JOB 1: In the forum thread on drop B flat tuning, write out the stretch from "Or in other" through "60 for the low Bb." again, switching "half step" to "semitone".
JOB 2: In the forum thread on drop B flat tuning, which string gauges does wat use for that tuning?
JOB 3: Add the next part of the forum thread on drop B flat tuning, picking up after its final post.

TEXT PASSAGE:
□ □ □ □

# NU Metal Tunings Drop B flat on a seven



## MetalThrasher (Jun 5, 2016)

I've never really been into playing NU Metal but I buddy of mine wants to start playing this type of music soon. I'm mostly a thrash metal player and my sevens are either tuned to A or B flat standard tuning. I know that bands like Otep use drop B flat tuning on six strings but how would I tune one of my sevens to drop B flat? Also, how bad will this throw my current setup off if I use my guitar tuned to A standard? I know this is a dumb question but I never ever drop tune so this is new to me.


----------



## wat (Jun 5, 2016)

That's my main tuning for 7 string. Sounds very cool. 

Bb, F, Bb, Eb, Ab, C, F

Or in other words, the low string 1 half step down from standard with the other 6 strings 1 half step up from standard. 

It'll probably throw your setup off a good bit. 


For this tuning I just use 9-46 and a 65 or 68 for the low Bb. Most people would probably just use a 60 for the low Bb.


----------



## pastanator (Jun 5, 2016)

I use Drop Bb on a 7 for goregrind. It's just tuning your high 6 strings up a half step to F and your low string down a half step to Bb. Full tuning is Bb F Bb Eb Ab C F. Strings would depend on your scale length and taste. For me I use 10-67 Kalium on a 26.5" scale but my buddy uses 10-60 GHS on 25.5. You might wanna use 9s or something since it is tuning up. Always set up your guitar when you're changing tuning/string gauges if you plan on keeping it set up like that for any significant period of time


----------



## MetalThrasher (Jun 5, 2016)

I have 10 - 64 on a 25.5 scale. How bad will it throw off my current setup? So with my current guitar being tuned to A standard I will actually be tuning each string up? I feel like an idiot asking this but like I've said I've never been into the drop tuning thing but I understand that a lot of NuMetal bands use this type of tuning.


----------



## pastanator (Jun 5, 2016)

Yea. Your low A will become an A#, and then the rest of your guitar will go up by a step and a half from where it is now.


----------



## Eptaceros (Jun 5, 2016)

Why don't you just settle on playing in Drop A? Everything's in standard tuning except for the lowest string and you don't have to re-set up your guitar.


----------



## MetalThrasher (Jun 5, 2016)

Yeah I think this will def throw my setup off. One on of sevens is tuned to B standard but it has a floyd so I know that's gonna be a PITA to setup. I think I'll just wait till I change pickups in the guitar that I was thinking about using for this tuning as it's not a floyd. Thanks everyone!


----------



## MetalThrasher (Jun 5, 2016)

Eptaceros said:


> Why don't you just settle on playing in Drop A? Everything's in standard tuning except for the lowest string and you don't have to re-set up your guitar.

□ □ □ □

RECORDED INFORMATION:

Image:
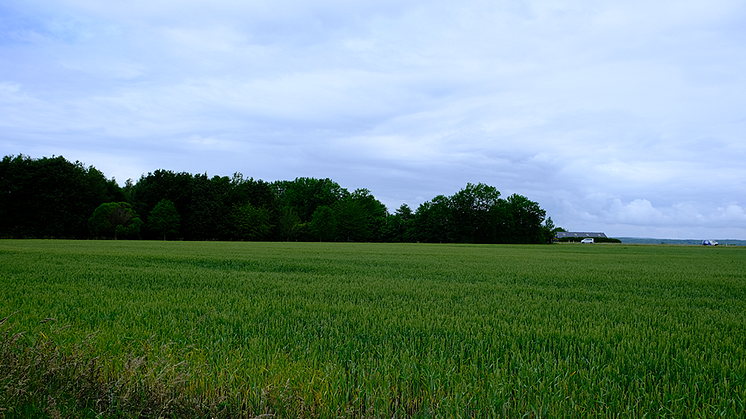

□ □ □ □

EXERCISE OUTPUT 1:
Or in other words, the low string 1 semitone down from standard with the other 6 strings 1 semitone up from standard. 

It'll probably throw your setup off a good bit. 


For this tuning I just use 9-46 and a 65 or 68 for the low Bb. Most people would probably just use a 60 for the low Bb.

EXERCISE OUTPUT 2: A 9-46 set, with a 65 or 68 for the low Bb.

EXERCISE OUTPUT 3:
I was thinking about that but I would like use the drop B flat tuning as I'm learning that a lot of NU Metal bands use this particular tuning. BTW I do have a six string that I can try this one but on but its only tuned to D so again I know my setup is going to be all messed up.


----------



## Esp Griffyn (Jun 5, 2016)

There are no rules, tune however you want. Unless you're changing tuning in order to do covers, I can't see why it's necessary - stick to an agreed tuning that you're comfortable with an just write from there.

I'm quite looking forward to the eventual and inevitable return of nu metal, it will be fun and refreshing after the tech onslaught we've had for the last decade.


----------



## MetalThrasher (Jun 5, 2016)

Esp Griffyn said:


> There are no rules, tune however you want. Unless you're changing tuning in order to do covers, I can't see why it's necessary - stick to an agreed tuning that you're comfortable with an just write from there.
> 
> I'm quite looking forward to the eventual and inevitable return of nu metal, it will be fun and refreshing after the tech onslaught we've had for the last decade.



What tuning would you recommend I try for my seven for Nu Metal? I'm not trying to do covers. I just need a start for writing. BTW I hope nu metal returns!


----------



## Eptaceros (Jun 5, 2016)

Choosing a particular tuning because 'x' amount of bands have done it is silly. Do what works for you. If you're not interested in re-setting up your guitar, stick to standard tuning and drop the lowest string. You don't even need to drop the lowest string! You can still write any numetal riff you want using standard tuning.

Your guitar is a tool that's meant to work for you, not the other way around.


----------



## MetalThrasher (Jun 5, 2016)

So if I wanna try my guitar setup to A standard all I have to do is drop the A to a F#? Sorry for the dumb questions as I don't drop tune.


----------



## pastanator (Jun 5, 2016)

you dont even have to drop tune man. korn has done nu metal in A standard for like what thirty years now? Its all about whatever tuning inspires you. you could even use both guitars set up exactly how they are now and have some songs in Bb standard and some in A standard. you could tune your guitar to CABBAGE if thats whats inspiring to you


----------



## Nag (Jun 5, 2016)

MetalThrasher said:


> So if I wanna try my guitar setup to A standard all I have to do is drop the A to a F#? Sorry for the dumb questions as I don't drop tune.




when people refer to any "standard" tuning, they mean a tuning that has the same string-to-string intervals as THE standard tuning, which would be EADGBE. so essentially, just shift ALL of the strings by the same amount of steps/half-steps and you get a detuned standard tuning. so "standard A tuning" would be a tuning with the same intervals as EADGBE, where the E gets tuned down to an A. You end up with ADGCEA on a 6-string. On a 7-string, standard A tuning is standard BEADGBE tuned one step down, that's ADGCFAD.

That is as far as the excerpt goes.